EXTRAIT DU TEXTE:
────────────────

Il convient de souligner d’entrée de jeu que le juge Jamal a conclu que les actions en justice en vertu du traité intentées par les demandeurs n’étaient pas limitées dans le temps par la Loi sur la prescription des actions de l’Ontario[13]. Il semble, en grande partie, qu’une violation d’un traité ne s’inscrivait dans aucune des causes d’action énoncées dans la loi de l’Ontario[14].
Interprétation de la promesse d’augmentation
Le juge Jamal a poursuivi (après de longues discussions) en se fondant sur le fait que la norme de contrôle pour l’interprétation des traités historiques est la décision correcte. Les conclusions de fait, y compris les conclusions de fait historique qui peuvent éclairer l’interprétation, méritent la déférence[15]. La Cour a suivi l’approche en deux étapes de l’interprétation des traités adoptée par la juge McLachlin dans l’arrêt R c Marshall[16], un cadre qui, comme le fait remarquer le juge Jamal, « reflète l’état actuel du droit » et qui a été cité avec approbation dans de nombreuses décisions[17]. La première étape met l’accent sur le libellé du traité et détermine l’éventail des interprétations possibles. À la deuxième étape, « il [le tribunal] examine ces interprétations sur la toile de fond historique et culturelle du traité »[18]. Les neuf principes bien connus de la juge McLachlin[19] éclairent les deux étapes du processus.

────────────────

INFORMATIONS FOURNIES:

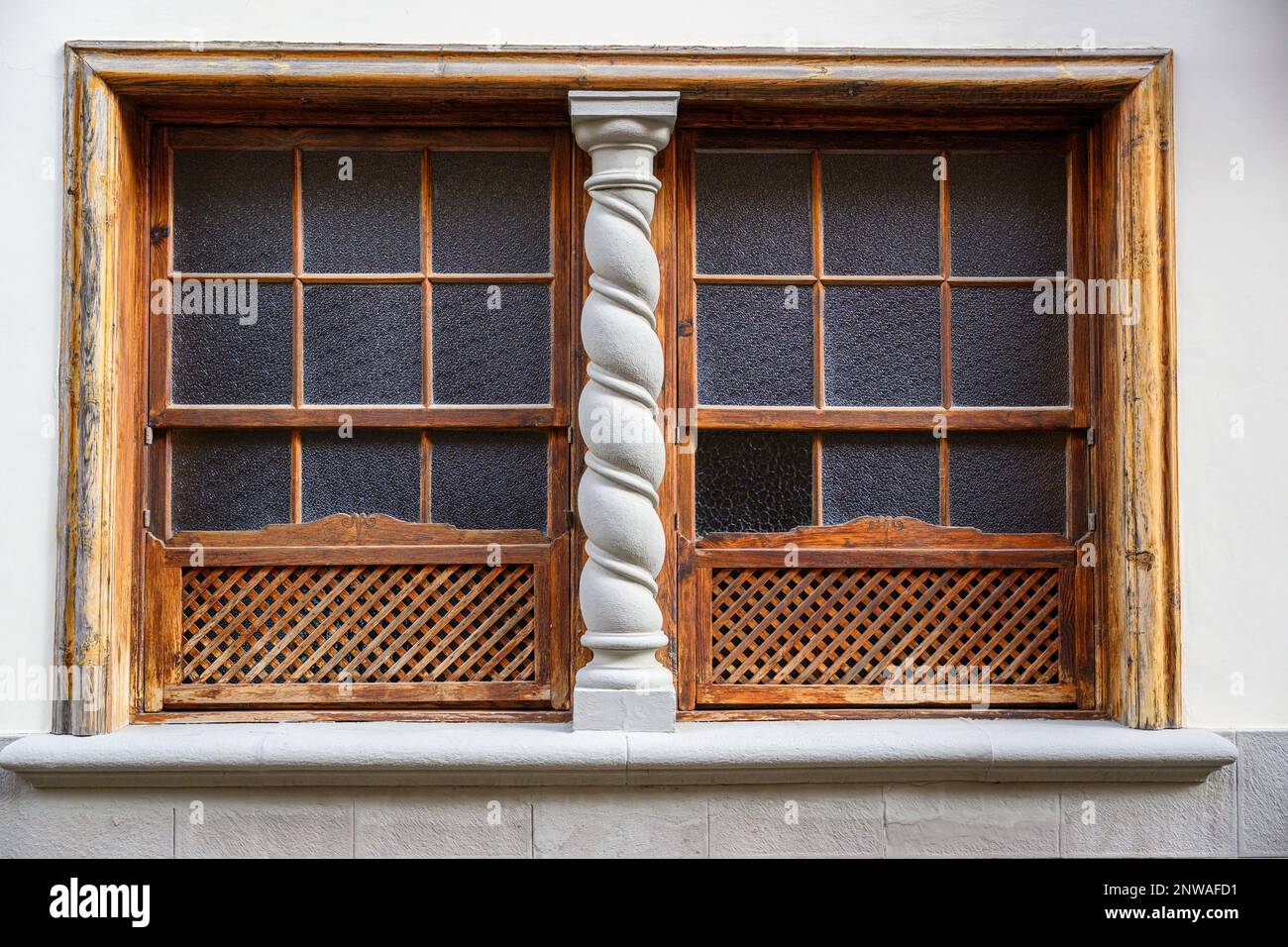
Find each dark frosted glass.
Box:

────────────────

PROBLÈME À RÉSOUDRE: D'après l'extrait sur l'interprétation des traités, quelle norme de contrôle s'applique à l'interprétation des traités historiques ?

RÉPONSE: La norme de contrôle applicable à l'interprétation des traités historiques est la décision correcte.